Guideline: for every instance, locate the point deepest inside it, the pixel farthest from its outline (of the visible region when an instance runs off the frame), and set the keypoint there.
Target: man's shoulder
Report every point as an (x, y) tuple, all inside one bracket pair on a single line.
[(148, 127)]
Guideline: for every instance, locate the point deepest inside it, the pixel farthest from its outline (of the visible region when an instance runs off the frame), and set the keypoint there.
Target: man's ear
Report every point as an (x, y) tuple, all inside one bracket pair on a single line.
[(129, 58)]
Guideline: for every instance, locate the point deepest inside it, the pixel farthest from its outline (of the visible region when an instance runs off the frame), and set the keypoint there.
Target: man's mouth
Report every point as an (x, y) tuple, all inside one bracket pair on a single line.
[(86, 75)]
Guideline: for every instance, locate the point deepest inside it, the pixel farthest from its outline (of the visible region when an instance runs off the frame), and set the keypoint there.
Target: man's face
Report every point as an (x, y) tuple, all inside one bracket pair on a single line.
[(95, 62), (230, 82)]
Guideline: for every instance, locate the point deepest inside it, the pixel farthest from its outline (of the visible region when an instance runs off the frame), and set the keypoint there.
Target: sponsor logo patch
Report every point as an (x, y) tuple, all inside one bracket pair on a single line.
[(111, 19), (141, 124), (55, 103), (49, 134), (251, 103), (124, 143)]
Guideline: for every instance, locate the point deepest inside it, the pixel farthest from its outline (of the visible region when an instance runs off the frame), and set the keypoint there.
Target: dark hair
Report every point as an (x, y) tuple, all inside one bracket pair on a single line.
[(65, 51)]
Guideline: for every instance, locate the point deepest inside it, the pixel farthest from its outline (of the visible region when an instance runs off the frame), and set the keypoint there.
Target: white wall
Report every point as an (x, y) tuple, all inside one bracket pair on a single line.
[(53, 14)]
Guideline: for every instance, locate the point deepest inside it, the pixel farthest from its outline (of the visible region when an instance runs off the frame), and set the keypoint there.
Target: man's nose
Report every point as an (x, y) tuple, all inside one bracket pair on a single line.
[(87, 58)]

* **EXERCISE DIRECTIONS**: List each line of the data above that contains the string "Target". Matching is case-sensitive.

* **EXPECTED ANSWER**:
Target: man's shoulder
Target: man's ear
Target: man's mouth
Target: man's face
Target: sponsor logo patch
Target: dark hair
Target: white wall
Target: man's nose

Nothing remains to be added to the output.